*** Opening of Dataset extract ***
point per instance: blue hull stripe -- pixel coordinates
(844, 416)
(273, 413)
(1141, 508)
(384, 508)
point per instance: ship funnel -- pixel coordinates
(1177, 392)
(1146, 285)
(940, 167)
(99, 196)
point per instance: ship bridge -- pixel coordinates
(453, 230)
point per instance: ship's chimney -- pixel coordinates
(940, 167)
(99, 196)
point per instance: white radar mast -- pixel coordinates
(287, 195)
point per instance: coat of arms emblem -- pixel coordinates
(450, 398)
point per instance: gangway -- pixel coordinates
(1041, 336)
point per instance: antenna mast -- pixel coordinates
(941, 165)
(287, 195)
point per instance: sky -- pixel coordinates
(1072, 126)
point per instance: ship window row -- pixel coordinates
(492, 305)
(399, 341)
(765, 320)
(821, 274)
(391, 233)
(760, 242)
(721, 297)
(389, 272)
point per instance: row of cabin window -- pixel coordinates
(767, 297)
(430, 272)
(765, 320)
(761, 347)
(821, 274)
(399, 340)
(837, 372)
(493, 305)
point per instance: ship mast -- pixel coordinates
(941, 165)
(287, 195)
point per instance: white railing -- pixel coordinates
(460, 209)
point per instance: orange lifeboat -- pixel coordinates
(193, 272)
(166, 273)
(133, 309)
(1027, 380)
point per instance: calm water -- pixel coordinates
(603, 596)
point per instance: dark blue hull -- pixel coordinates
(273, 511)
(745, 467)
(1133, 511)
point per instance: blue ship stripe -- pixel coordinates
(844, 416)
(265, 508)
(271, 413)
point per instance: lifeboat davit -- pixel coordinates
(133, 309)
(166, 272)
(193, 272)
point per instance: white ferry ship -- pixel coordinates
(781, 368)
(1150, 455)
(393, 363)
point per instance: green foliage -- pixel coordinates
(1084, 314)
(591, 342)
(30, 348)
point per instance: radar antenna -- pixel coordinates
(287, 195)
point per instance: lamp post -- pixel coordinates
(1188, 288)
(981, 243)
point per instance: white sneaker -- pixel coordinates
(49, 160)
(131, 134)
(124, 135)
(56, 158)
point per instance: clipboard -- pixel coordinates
*** Close of Dataset extract ***
### Problem description
This calls for an exact transcription of every entry above.

### Solution to this task
point per instance: blue hull stripe -- pixel coordinates
(844, 416)
(273, 413)
(1141, 508)
(384, 508)
point per instance: ship funnel -- pixel coordinates
(1177, 392)
(1146, 285)
(940, 167)
(99, 196)
point per instance: ship bridge -- pixel coordinates
(453, 230)
point per instance: ship's chimney -- pixel coordinates
(940, 167)
(99, 196)
point per instance: white radar mast -- pixel coordinates
(287, 195)
point per instance: coat of arms emblem -- pixel coordinates
(450, 398)
point per instance: gangway -- pixel coordinates
(1041, 336)
point per instance: antenna mast -- pixel coordinates
(941, 165)
(287, 195)
point per instance: sky -- pixel coordinates
(1072, 126)
point per instance: ship window row -- pixel coordinates
(492, 305)
(399, 341)
(765, 320)
(821, 274)
(391, 233)
(760, 242)
(721, 297)
(389, 272)
point per instance: row of cabin window -- pixel coordinates
(767, 297)
(430, 272)
(765, 320)
(761, 347)
(821, 274)
(399, 340)
(837, 372)
(493, 305)
point per instance: ship mast -- pixel coordinates
(941, 165)
(287, 195)
point per instance: white railing -- pixel coordinates
(460, 209)
point per instance: orange lifeboat -- pixel coordinates
(193, 272)
(166, 273)
(133, 309)
(1027, 380)
point per instance: calm water -- pixel coordinates
(603, 596)
point per instance: dark blue hull -- pixel coordinates
(273, 511)
(745, 467)
(1133, 511)
point per instance: blue ship stripe -- pixel coordinates
(844, 416)
(265, 508)
(271, 413)
point per instance: lifeboat davit -- pixel coordinates
(133, 309)
(166, 272)
(193, 272)
point per instance: white ferry ship -- pixel coordinates
(781, 368)
(1150, 455)
(393, 363)
point per instance: green foliage -- pixel coordinates
(1084, 314)
(591, 342)
(30, 348)
point per instance: radar antenna -- pixel coordinates
(287, 195)
point per instance: lamp post -- pixel coordinates
(1188, 288)
(981, 243)
point per instance: white sneaker -- pixel coordinates
(49, 160)
(131, 134)
(124, 135)
(56, 158)
point per instance: clipboard -- pixel coordinates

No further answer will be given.